> [READING PASSAGE]
Also, I think this should pass in the source location to the argument, not the attribute itself. You can get this information out of the call to checkStringLiteralArgumentAttr() (it's an optional parameter).

1728

The current approach is reasonable, but I wonder if there's a way we can force this list to be filled out by the backend pass authors such that the frontend can query the backend for the supported list?

jdoerfert updated this revision to Diff 310938.Dec 10 2020, 9:25 AM
jdoerfert marked 8 inline comments as done.

Addressed remarks

Dropping the attribute and forcing the attribute to be somehow registered makes various use cases impossible. All we would allow is an integrated compilation where the consumers are available and the FE is aware of them. This is hard for optional LLVM plugins, potentially impossible if you separate the FE and compilation steps, e.g., as you do in LTO builds. I don't see the benefit in dropping the string if it is unknown, the warning is giving the user all the information we have, namely that the FE cannot verify this is a known assumption. Keeping the string attributes doesn't cost us anything and there is no immediate benefit by dropping it (IMHO), it just makes certain compilation scenarios harder/impossible.

clang/include/clang/Basic/Attr.td
3532

Sure, why not I guess.

clang/lib/Sema/SemaDeclAttr.cpp
1720

Copied from the generic templated handler.

jdoerfert updated this revision to Diff 311010.Dec 10 2020, 1:31 PM

Allow to register assumption stings through llvm-core.

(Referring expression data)

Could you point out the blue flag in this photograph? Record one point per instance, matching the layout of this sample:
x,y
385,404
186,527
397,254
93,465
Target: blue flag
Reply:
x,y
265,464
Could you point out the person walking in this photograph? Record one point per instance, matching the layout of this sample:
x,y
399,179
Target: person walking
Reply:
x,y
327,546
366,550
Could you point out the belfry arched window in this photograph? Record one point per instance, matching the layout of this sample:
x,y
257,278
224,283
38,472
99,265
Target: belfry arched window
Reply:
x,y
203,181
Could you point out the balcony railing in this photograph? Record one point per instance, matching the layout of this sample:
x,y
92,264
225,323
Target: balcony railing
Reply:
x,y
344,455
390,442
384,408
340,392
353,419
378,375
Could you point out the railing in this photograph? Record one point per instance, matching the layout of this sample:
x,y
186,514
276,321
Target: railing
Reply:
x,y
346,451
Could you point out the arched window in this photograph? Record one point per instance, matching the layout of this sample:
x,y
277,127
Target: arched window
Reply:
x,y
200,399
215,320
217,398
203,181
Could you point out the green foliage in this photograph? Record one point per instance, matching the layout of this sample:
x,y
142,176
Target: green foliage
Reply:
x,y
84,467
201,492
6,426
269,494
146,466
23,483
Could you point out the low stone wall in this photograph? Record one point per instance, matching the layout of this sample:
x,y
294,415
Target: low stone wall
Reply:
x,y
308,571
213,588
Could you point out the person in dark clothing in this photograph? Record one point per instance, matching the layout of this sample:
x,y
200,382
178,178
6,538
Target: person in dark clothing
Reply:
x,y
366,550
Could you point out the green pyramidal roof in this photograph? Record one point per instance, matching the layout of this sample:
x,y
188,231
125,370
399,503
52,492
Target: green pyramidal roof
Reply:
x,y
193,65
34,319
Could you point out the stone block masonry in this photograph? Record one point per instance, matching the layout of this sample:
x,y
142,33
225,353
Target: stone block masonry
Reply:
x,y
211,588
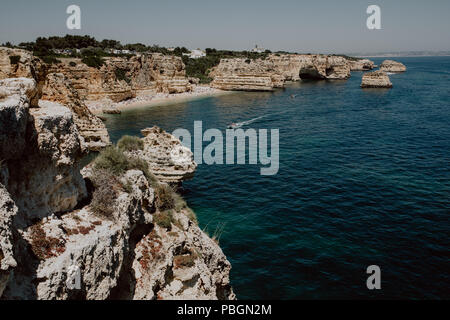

> [TASK GOAL] Transcribe the full code review thread word for word. None of the items are needed.

> [EXERCISE OUTPUT]
Also, I think this should pass in the source location to the argument, not the attribute itself. You can get this information out of the call to checkStringLiteralArgumentAttr() (it's an optional parameter).

1728

The current approach is reasonable, but I wonder if there's a way we can force this list to be filled out by the backend pass authors such that the frontend can query the backend for the supported list?

jdoerfert updated this revision to Diff 310938.Dec 10 2020, 9:25 AM
jdoerfert marked 8 inline comments as done.

Addressed remarks

Dropping the attribute and forcing the attribute to be somehow registered makes various use cases impossible. All we would allow is an integrated compilation where the consumers are available and the FE is aware of them. This is hard for optional LLVM plugins, potentially impossible if you separate the FE and compilation steps, e.g., as you do in LTO builds. I don't see the benefit in dropping the string if it is unknown, the warning is giving the user all the information we have, namely that the FE cannot verify this is a known assumption. Keeping the string attributes doesn't cost us anything and there is no immediate benefit by dropping it (IMHO), it just makes certain compilation scenarios harder/impossible.

clang/include/clang/Basic/Attr.td
3532

Sure, why not I guess.

clang/lib/Sema/SemaDeclAttr.cpp
1720

Copied from the generic templated handler.

jdoerfert updated this revision to Diff 311010.Dec 10 2020, 1:31 PM

Allow to register assumption stings through llvm-core.